_Requirements_
Return all entries precisely as they stand, without the images.

_Records for the exercise_
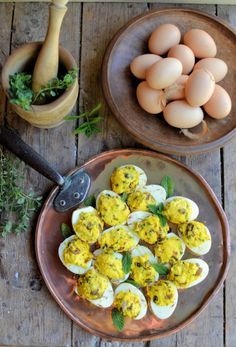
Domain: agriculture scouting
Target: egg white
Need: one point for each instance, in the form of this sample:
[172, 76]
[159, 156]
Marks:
[73, 268]
[127, 287]
[164, 312]
[117, 256]
[105, 301]
[195, 209]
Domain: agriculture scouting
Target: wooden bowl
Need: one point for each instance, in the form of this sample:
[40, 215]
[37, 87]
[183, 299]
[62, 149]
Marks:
[119, 85]
[41, 116]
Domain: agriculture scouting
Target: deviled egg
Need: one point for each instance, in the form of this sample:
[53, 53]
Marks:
[119, 238]
[147, 226]
[152, 194]
[187, 273]
[163, 296]
[75, 255]
[96, 288]
[142, 270]
[196, 236]
[109, 264]
[112, 209]
[130, 301]
[127, 178]
[170, 249]
[179, 209]
[87, 224]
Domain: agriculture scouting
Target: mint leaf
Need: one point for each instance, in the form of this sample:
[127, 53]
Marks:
[160, 268]
[168, 184]
[126, 262]
[66, 231]
[118, 319]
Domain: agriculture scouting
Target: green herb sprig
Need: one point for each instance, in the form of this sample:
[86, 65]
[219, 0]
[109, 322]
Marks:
[91, 120]
[158, 211]
[16, 205]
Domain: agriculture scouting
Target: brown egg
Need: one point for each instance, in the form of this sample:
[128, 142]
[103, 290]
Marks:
[219, 105]
[216, 66]
[199, 87]
[141, 63]
[151, 100]
[163, 38]
[177, 90]
[185, 55]
[201, 43]
[163, 73]
[180, 114]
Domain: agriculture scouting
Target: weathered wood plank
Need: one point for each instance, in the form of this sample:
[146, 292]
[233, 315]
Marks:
[229, 151]
[31, 317]
[95, 37]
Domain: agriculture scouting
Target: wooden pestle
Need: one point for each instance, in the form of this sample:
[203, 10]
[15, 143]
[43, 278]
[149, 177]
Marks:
[46, 66]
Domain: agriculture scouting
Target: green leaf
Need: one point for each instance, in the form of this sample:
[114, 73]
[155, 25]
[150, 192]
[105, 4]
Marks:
[132, 282]
[90, 201]
[126, 262]
[118, 319]
[66, 231]
[168, 184]
[160, 268]
[124, 197]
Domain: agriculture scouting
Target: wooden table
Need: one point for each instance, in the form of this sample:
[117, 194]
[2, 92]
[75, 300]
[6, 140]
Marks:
[28, 314]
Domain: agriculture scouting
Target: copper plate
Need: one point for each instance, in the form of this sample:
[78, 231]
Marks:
[60, 281]
[119, 85]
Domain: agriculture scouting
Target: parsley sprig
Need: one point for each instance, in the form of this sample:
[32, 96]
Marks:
[16, 205]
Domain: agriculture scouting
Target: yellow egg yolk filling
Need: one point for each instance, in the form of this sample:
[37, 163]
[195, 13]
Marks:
[92, 285]
[124, 179]
[178, 210]
[182, 273]
[161, 293]
[169, 250]
[128, 303]
[150, 229]
[112, 209]
[107, 264]
[119, 240]
[89, 226]
[194, 233]
[142, 270]
[77, 253]
[139, 201]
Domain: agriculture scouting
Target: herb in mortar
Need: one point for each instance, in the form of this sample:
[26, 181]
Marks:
[16, 205]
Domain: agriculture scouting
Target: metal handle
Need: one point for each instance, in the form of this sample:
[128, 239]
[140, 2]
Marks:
[16, 145]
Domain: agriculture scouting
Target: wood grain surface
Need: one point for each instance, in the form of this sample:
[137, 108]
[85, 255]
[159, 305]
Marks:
[28, 314]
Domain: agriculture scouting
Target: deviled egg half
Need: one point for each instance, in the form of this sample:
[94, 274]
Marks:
[142, 270]
[196, 236]
[109, 264]
[118, 238]
[130, 301]
[163, 298]
[147, 226]
[170, 249]
[187, 273]
[127, 178]
[75, 255]
[112, 209]
[179, 209]
[96, 288]
[87, 224]
[152, 194]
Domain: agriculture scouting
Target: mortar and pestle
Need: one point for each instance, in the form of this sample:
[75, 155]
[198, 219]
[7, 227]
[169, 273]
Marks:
[43, 60]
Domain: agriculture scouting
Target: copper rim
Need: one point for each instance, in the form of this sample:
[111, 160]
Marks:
[226, 244]
[140, 137]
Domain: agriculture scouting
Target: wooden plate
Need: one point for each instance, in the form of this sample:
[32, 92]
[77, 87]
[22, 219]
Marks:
[60, 281]
[119, 85]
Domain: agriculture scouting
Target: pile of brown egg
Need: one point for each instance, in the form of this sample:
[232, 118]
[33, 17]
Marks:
[175, 84]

_Exercise answer_
Domain: agriculture scouting
Target: egg white
Need: one point for each instance, in the form of this sample:
[172, 76]
[159, 156]
Marks:
[73, 268]
[127, 287]
[164, 312]
[117, 256]
[105, 301]
[195, 209]
Domain: agriculture scouting
Target: wooden bowl
Need: one point for each instance, in the form of this sample:
[40, 215]
[37, 87]
[183, 299]
[62, 149]
Marks:
[119, 85]
[41, 116]
Domain: agriculture scouting
Target: deviled egg
Need: one point for each instance, in the form of this sample:
[53, 53]
Marks:
[119, 238]
[147, 226]
[152, 194]
[187, 273]
[163, 296]
[75, 255]
[96, 288]
[142, 270]
[196, 236]
[109, 264]
[112, 209]
[130, 301]
[127, 178]
[170, 249]
[179, 209]
[87, 224]
Domain: agriculture scouting
Target: mint leaf
Need: one point for each instance, in the form of this sample:
[127, 53]
Marks:
[160, 268]
[168, 184]
[126, 262]
[66, 231]
[118, 319]
Domain: agriculture scouting
Target: green herb sprig
Need: one point for each instance, in the form of this sample:
[86, 65]
[219, 0]
[109, 322]
Marks:
[91, 120]
[158, 211]
[16, 205]
Domain: agriculture scouting
Target: brown egg
Need: one point for each instance, in the form of this sample:
[128, 142]
[103, 290]
Marks:
[219, 105]
[216, 66]
[199, 87]
[141, 63]
[151, 100]
[163, 38]
[177, 90]
[185, 55]
[201, 43]
[163, 73]
[180, 114]
Domain: agriculture scouting
Target: weathered wood plank
Need: one point for each instance, in the form of this sample:
[146, 292]
[233, 315]
Marks:
[229, 151]
[31, 317]
[95, 37]
Domain: agriculture scouting
Target: wooden pestle
Need: one point for each instance, in the form of this sample:
[203, 10]
[15, 143]
[43, 278]
[149, 177]
Marks:
[46, 66]
Domain: agriculture scouting
Target: green leaf
Need: one point for each instance, in the form of this sample:
[114, 73]
[155, 25]
[150, 192]
[105, 4]
Marks:
[132, 282]
[90, 201]
[126, 262]
[118, 319]
[66, 231]
[168, 184]
[160, 268]
[124, 197]
Domain: agriculture scouting
Target: wooden table
Need: one point for each instance, in the form of this sample:
[117, 194]
[2, 92]
[75, 300]
[6, 140]
Marks:
[28, 314]
Domain: agriculture scouting
Target: copper plate
Need: one point for each instance, in the form of this sample:
[78, 231]
Marks:
[60, 281]
[119, 85]
Domain: agriculture scouting
Target: parsley sprig
Need: one point for each instance, in the form of this sample:
[32, 96]
Marks:
[16, 205]
Domain: agriculture scouting
Target: yellow egg yolk filling
Need: one point for each instance, in the form of this sample:
[37, 163]
[195, 13]
Marks:
[92, 285]
[124, 179]
[178, 210]
[182, 273]
[161, 293]
[169, 250]
[128, 303]
[150, 229]
[112, 209]
[107, 264]
[119, 240]
[89, 226]
[194, 233]
[142, 270]
[77, 253]
[139, 201]
Domain: agriculture scouting
Target: herb in mortar
Need: one point for each instance, in the form of this sample:
[26, 181]
Marks:
[16, 205]
Domain: agriculture scouting
Target: metal handle
Need: one point for each instance, in the form of this sample:
[128, 239]
[140, 2]
Marks:
[16, 145]
Domain: agriculture scouting
Target: wood grain surface
Need: one point for each instance, in the form of this sample:
[137, 108]
[85, 255]
[159, 305]
Marks:
[28, 314]
Domain: agriculture scouting
Target: deviled egg half
Need: one point for each instance, in the form of this sample:
[94, 274]
Marks:
[142, 270]
[196, 236]
[109, 264]
[118, 238]
[130, 301]
[163, 298]
[147, 226]
[170, 249]
[187, 273]
[127, 178]
[75, 255]
[112, 209]
[179, 209]
[96, 288]
[87, 224]
[152, 194]
Domain: agriculture scouting
Target: mortar and pestle
Need: one point for each instance, in the form of this sample:
[75, 155]
[198, 219]
[7, 227]
[169, 273]
Marks:
[43, 60]
Domain: agriculture scouting
Target: copper rim
Need: one point for each instance, in the form of this sample:
[111, 160]
Marks:
[226, 244]
[140, 137]
Domain: agriculture scouting
Target: wooden plate
Need: one point for each instance, in the form of this sample:
[32, 92]
[77, 87]
[22, 219]
Marks:
[60, 281]
[119, 85]
Domain: agriculture scouting
Target: pile of brown egg
Need: one point for each instance, in the form of this sample:
[232, 118]
[33, 17]
Marks:
[175, 84]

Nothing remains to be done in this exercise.